» Stored records:
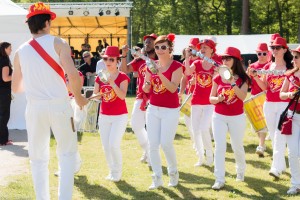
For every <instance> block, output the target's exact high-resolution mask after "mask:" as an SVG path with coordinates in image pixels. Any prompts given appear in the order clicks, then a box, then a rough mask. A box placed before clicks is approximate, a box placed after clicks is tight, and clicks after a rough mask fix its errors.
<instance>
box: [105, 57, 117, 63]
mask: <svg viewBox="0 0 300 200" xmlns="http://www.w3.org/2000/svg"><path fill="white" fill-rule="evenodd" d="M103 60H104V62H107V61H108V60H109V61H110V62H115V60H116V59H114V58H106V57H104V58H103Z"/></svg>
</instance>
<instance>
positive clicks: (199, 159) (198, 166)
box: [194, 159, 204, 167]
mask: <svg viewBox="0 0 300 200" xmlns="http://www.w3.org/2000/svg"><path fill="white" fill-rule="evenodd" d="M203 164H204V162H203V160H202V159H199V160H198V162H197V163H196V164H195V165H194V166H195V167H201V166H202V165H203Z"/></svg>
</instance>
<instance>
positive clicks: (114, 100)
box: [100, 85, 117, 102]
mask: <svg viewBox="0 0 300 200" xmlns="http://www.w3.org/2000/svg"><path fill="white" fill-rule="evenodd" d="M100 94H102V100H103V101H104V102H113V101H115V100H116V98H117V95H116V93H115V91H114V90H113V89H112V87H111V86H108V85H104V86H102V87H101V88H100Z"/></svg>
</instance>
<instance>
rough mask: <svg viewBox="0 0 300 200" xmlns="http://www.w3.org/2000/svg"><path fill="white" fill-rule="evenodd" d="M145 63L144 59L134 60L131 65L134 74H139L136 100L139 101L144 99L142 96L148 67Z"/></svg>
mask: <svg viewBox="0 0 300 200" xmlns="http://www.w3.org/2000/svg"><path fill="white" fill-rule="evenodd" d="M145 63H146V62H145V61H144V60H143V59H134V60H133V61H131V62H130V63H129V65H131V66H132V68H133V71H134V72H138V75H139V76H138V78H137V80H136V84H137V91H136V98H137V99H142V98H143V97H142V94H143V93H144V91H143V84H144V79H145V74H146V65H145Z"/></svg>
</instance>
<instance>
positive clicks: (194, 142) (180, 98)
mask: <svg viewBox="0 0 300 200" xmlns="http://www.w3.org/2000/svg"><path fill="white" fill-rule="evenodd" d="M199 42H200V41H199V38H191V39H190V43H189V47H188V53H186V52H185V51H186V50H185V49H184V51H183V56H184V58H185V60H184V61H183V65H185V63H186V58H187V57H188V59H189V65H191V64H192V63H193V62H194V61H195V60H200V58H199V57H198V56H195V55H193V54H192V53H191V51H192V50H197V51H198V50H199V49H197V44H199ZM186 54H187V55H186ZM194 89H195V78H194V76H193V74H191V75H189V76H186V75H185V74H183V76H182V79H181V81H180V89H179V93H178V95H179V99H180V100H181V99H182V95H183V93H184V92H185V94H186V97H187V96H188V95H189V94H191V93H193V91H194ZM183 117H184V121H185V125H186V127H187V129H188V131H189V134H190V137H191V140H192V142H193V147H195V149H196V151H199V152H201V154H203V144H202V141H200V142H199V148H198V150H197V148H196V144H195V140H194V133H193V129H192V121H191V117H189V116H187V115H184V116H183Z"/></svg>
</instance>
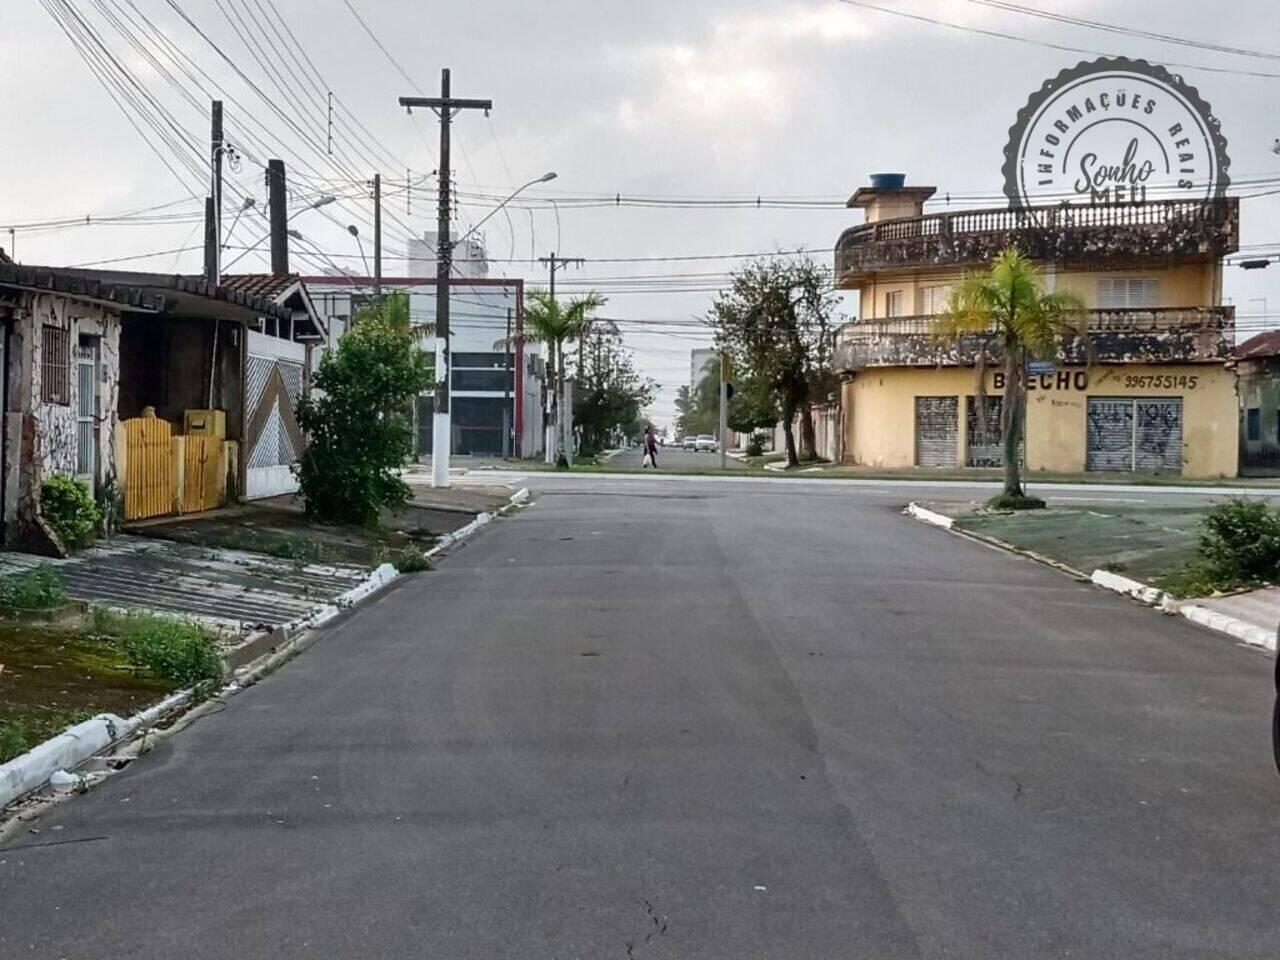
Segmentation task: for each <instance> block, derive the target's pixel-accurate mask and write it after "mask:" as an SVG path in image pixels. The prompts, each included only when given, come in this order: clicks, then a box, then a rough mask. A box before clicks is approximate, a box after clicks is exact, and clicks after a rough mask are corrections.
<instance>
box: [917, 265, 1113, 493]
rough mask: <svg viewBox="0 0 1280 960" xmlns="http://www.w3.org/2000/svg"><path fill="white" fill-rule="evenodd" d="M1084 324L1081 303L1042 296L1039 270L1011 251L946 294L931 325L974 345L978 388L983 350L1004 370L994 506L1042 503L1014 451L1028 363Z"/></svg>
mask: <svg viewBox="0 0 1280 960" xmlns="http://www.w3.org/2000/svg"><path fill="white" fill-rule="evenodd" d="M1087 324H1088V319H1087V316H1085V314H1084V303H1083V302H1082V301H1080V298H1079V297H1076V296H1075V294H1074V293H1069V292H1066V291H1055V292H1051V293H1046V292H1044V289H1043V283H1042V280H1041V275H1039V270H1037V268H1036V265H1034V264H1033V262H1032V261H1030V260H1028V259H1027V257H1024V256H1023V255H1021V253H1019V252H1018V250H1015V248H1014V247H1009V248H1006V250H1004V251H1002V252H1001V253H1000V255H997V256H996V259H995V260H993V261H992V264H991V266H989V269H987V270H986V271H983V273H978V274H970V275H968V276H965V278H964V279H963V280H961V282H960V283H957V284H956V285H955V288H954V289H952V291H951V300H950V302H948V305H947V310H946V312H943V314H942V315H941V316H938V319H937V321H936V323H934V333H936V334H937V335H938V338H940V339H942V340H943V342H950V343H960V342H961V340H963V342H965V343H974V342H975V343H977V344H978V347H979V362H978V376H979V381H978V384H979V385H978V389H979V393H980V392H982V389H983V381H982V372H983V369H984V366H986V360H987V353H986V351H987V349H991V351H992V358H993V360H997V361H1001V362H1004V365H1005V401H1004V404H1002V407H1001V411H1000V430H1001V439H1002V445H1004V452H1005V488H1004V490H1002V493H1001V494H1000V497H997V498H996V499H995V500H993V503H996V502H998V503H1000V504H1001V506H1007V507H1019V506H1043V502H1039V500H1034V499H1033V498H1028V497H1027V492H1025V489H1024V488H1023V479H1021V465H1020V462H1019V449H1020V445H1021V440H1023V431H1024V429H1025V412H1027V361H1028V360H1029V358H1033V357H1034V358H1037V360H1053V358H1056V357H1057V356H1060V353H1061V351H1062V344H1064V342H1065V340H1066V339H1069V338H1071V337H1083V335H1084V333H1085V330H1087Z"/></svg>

» About this task:
Write out every record exactly. Leave the pictures out.

» Exercise result:
For every <instance> block, output the target's exact high-resolution mask after "mask:" as an SVG path with coordinates in image pixels. Any prompts given appear in the order clicks, then a box, then a rough mask. A box placed before clicks is approximate, a box placed after clicks is tight, and clicks after a rough mask fix its errors.
<instance>
box: [105, 57, 117, 63]
mask: <svg viewBox="0 0 300 200" xmlns="http://www.w3.org/2000/svg"><path fill="white" fill-rule="evenodd" d="M103 60H104V62H107V61H108V60H109V61H110V62H115V60H116V59H114V58H106V57H104V58H103Z"/></svg>
</instance>
<instance>
positive clicks: (199, 159) (198, 166)
box: [194, 159, 204, 167]
mask: <svg viewBox="0 0 300 200" xmlns="http://www.w3.org/2000/svg"><path fill="white" fill-rule="evenodd" d="M203 164H204V162H203V160H202V159H199V160H198V162H197V163H196V164H195V165H194V166H195V167H201V166H202V165H203Z"/></svg>
</instance>
<instance>
positive clicks: (114, 100)
box: [100, 85, 117, 102]
mask: <svg viewBox="0 0 300 200" xmlns="http://www.w3.org/2000/svg"><path fill="white" fill-rule="evenodd" d="M100 94H102V100H103V101H104V102H113V101H115V100H116V98H117V95H116V93H115V91H114V90H113V89H112V87H111V86H108V85H104V86H102V87H101V88H100Z"/></svg>
</instance>
<instance>
rough mask: <svg viewBox="0 0 300 200" xmlns="http://www.w3.org/2000/svg"><path fill="white" fill-rule="evenodd" d="M145 63L144 59L134 60L131 65L134 74H139L136 100L139 101L144 99L142 96L148 67Z"/></svg>
mask: <svg viewBox="0 0 300 200" xmlns="http://www.w3.org/2000/svg"><path fill="white" fill-rule="evenodd" d="M145 63H146V62H145V61H144V60H143V59H134V60H133V61H131V62H130V63H129V65H131V66H132V68H133V71H134V72H138V75H139V76H138V78H137V80H136V84H137V91H136V98H137V99H142V98H143V97H142V94H143V93H144V91H143V84H144V79H145V74H146V65H145Z"/></svg>
</instance>
<instance>
positive clicks: (194, 142) (180, 98)
mask: <svg viewBox="0 0 300 200" xmlns="http://www.w3.org/2000/svg"><path fill="white" fill-rule="evenodd" d="M199 42H200V41H199V38H191V39H190V43H189V47H188V53H186V52H185V51H186V50H185V49H184V51H183V56H184V58H185V60H184V61H183V65H185V63H186V58H187V57H188V59H189V65H191V64H192V63H193V62H194V61H195V60H200V58H199V57H198V56H195V55H193V54H192V53H191V51H192V50H197V51H198V50H199V49H197V44H199ZM186 54H187V55H186ZM194 89H195V78H194V76H193V74H191V75H189V76H186V75H185V74H183V76H182V79H181V81H180V89H179V93H178V95H179V99H180V100H181V99H182V95H183V93H184V92H185V94H186V97H187V96H188V95H189V94H191V93H193V91H194ZM183 117H184V121H185V125H186V127H187V129H188V131H189V134H190V137H191V140H192V142H193V147H195V149H196V151H199V152H201V154H203V144H202V141H200V142H199V148H198V150H197V148H196V144H195V140H194V133H193V129H192V121H191V117H189V116H187V115H184V116H183Z"/></svg>
</instance>
Segmentation task: for each <instance> block, derive the target's pixel-accurate mask and write it after "mask:" as an SVG path in image pixels. The prompts, each included only when given, come in this order: clicks, then a box, then a rough mask. A box before clicks is approximate, a box after clicks is exact, and clicks after a rough mask are corrections.
<instance>
box: [917, 265, 1113, 493]
rough mask: <svg viewBox="0 0 1280 960" xmlns="http://www.w3.org/2000/svg"><path fill="white" fill-rule="evenodd" d="M1084 324L1081 303L1042 296L1039 270L1011 251L946 294L931 325L974 345L978 388L983 350L1004 370L994 506L1042 503L1014 451L1028 363Z"/></svg>
mask: <svg viewBox="0 0 1280 960" xmlns="http://www.w3.org/2000/svg"><path fill="white" fill-rule="evenodd" d="M1087 324H1088V319H1087V316H1085V314H1084V303H1083V302H1082V301H1080V298H1079V297H1076V296H1075V294H1074V293H1069V292H1066V291H1055V292H1051V293H1046V292H1044V289H1043V283H1042V280H1041V275H1039V270H1037V268H1036V265H1034V264H1033V262H1032V261H1030V260H1028V259H1027V257H1024V256H1023V255H1021V253H1019V252H1018V250H1015V248H1014V247H1009V248H1006V250H1004V251H1002V252H1001V253H1000V255H997V256H996V259H995V260H993V261H992V264H991V266H989V269H987V270H986V271H983V273H978V274H970V275H968V276H965V278H964V279H963V280H961V282H960V283H957V284H956V285H955V288H954V289H952V291H951V300H950V302H948V305H947V310H946V312H943V314H942V315H941V316H938V319H937V321H936V323H934V333H936V334H937V335H938V338H940V339H942V340H943V342H950V343H960V342H961V340H963V342H965V343H974V342H975V343H977V344H978V347H979V362H978V376H979V381H978V384H979V385H978V389H979V393H980V392H982V389H983V381H982V372H983V369H984V366H986V360H987V353H986V351H987V349H991V351H992V358H993V360H997V361H1001V362H1004V365H1005V401H1004V404H1002V407H1001V411H1000V430H1001V439H1002V445H1004V452H1005V488H1004V490H1002V493H1001V494H1000V497H997V498H996V499H995V500H993V503H996V502H998V503H1000V504H1001V506H1007V507H1019V506H1043V502H1039V500H1034V499H1033V498H1028V497H1027V492H1025V489H1024V488H1023V479H1021V465H1020V462H1019V449H1020V445H1021V440H1023V431H1024V429H1025V412H1027V361H1028V360H1029V358H1033V357H1034V358H1037V360H1053V358H1056V357H1057V356H1060V353H1061V351H1062V344H1064V342H1065V340H1066V339H1069V338H1071V337H1083V335H1084V333H1085V330H1087Z"/></svg>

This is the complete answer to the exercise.